(EXERCISE TEXT):
____________________
I hope today ends up being super, better, better, better, than yesterday, and that you will feel better and go to bed with a lighter heart and spirit.
Hugs for your hurts, hugs for your joys… hugs for the bad, and hugs for the good.
Be safe and be well. Heart, mind, body. Sobriety.
Checking in for day 342.
Been to a gym class this morning to clear the head, and now in the house with a coffee watching the rain and flooding outside.
Have a great Saturday everyone.
Hey all, checking in on day 1210. I hope everybody has a good one!
@Butterflymoonwoman Congratulations on 600 days. That is so great. I am sorry to hear that the addict voice is being loud right now. For sure, I have periods when I don’t have a ‘spark or excitement’ for recovery. That zeal you feel when everything is improving rapidly is impossible to maintain. It is a bit like falling in love I think. You can’t be crazy in love forever. It has to change into a quieter kind of companionship. But that is when you start missing the craziness of first love. I can understand your fears, but I truly believe that because you had that experience 14 years ago, you won’t let it happen again. I don’t know what your previous clean time was like, but your growth this time that I have seen has been inspiring.
Happy birthday! I love sober birthdays! May the next year be fulfilling and joyful!
Day 1022,
Went to the soccer match of my son. My father and man of my brother also came. Now at my ex place were my son is taking a shower. She has stress because she might not be able to work anymore due to her heart problems. Laid my hand on her shoulders to sought her. Don’t know why, just the way I’m I geus. My stress levels are very high within myself. Going to my parents this afternoon for diner. My brother will join there as well, putting a lot of pressure on me. I’m tired of explaining how I’m doing. Appetite is still low, the emotions are blocking me. Just asked my ex how I look, she says good. I often ask people how I look due to my insecurity but of course they can’t look inside my head. Yesterday evening I did a self-acceptance meditation. It worked somehow since I feel a little bit more grounded. One step at a time. I’ll stop, otherwise I start rambling even more.
@Binx @Just_Laura @JazzyS @CATMANCAM
Thank you guys. I feel a bit better but still. Have not eat food, only chocolate, drinking water and coffee. Anxiety is not new for me, but allways find new ways to fuck me up.
____________________
(DATA EXTRACTS):
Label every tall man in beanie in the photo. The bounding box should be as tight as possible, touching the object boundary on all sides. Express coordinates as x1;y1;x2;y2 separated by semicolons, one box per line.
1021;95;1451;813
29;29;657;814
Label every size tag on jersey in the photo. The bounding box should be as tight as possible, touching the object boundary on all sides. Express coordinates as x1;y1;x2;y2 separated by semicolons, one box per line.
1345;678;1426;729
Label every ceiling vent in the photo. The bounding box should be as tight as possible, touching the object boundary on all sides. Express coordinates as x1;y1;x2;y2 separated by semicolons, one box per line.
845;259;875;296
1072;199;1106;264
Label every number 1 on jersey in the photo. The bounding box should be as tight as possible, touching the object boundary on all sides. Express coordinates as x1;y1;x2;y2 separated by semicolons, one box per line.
____________________
(WORK INSTRUCTION A): Print everything in the recovery forum posts from "Hey all, checking" down to "has been inspiring.", word for word.
(WORK INSTRUCTION B): Resume the recovery forum posts after their last sentence and carry them on.
The listing above comes from a source separate from the recovery forum posts.

(YOUR RESPONSE A):
Hey all, checking in on day 1210. I hope everybody has a good one!
@Butterflymoonwoman Congratulations on 600 days. That is so great. I am sorry to hear that the addict voice is being loud right now. For sure, I have periods when I don’t have a ‘spark or excitement’ for recovery. That zeal you feel when everything is improving rapidly is impossible to maintain. It is a bit like falling in love I think. You can’t be crazy in love forever. It has to change into a quieter kind of companionship. But that is when you start missing the craziness of first love. I can understand your fears, but I truly believe that because you had that experience 14 years ago, you won’t let it happen again. I don’t know what your previous clean time was like, but your growth this time that I have seen has been inspiring.

(YOUR RESPONSE B):
And just to top it all, yesterday day my husband friend which he is wisting 2 hours away from here, call me saying my husband is in hospital his lung collapsed. He is all good and safe now, in hospital.
And I feel like crap today, headaches, tired. But Im sober!
Day 22!
Feeling good.
T.
Sorry to hear you not feeling well @Mno. But I so appreciate your honesty. Reading your posts is always enlightening.
Hope you can have a relaxing day, take some time to relax and feel calmer. You’ve been through a lot recently.
Guess that takes its toll on you!
Huge cup of herbal tea and a long walk, usually works for me. Hope you find something which works for you.
Have a calm sober Saturday Menno
Thanks for sharing this Mno!
You are not alone.
Your support here is so damn important.
Love
Checking in on day 87. Reading everyone’s posts here is so helpful. Thanks, all.
Just a hug from the south
Thank you Eric!
Day 8 here. I had a fantastic day and night yesterday. I walked downtown for the second day in a row (about 20 blocks and back) and picked up some new books at the Barnes & Noble in Center City. Apparently it moved to a new location, and this was my first visit to the new store. I chatted with the older gentleman who worked there and he recommended some new horror authors to me, so I walked out of there with three books.
Last night I had a little horror marathon for myself. I finally broke open my Universal Monsters BluRay set and watched Bela Lugosi’s Dracula for the first time since I was a kid. Then I randomly picked out a couple of other movies off of Prime, and ended my night falling asleep in front of the TV. Woke up this morning feeling great and not hungover. If it doesn’t rain too badly today I’m going to take another city walk.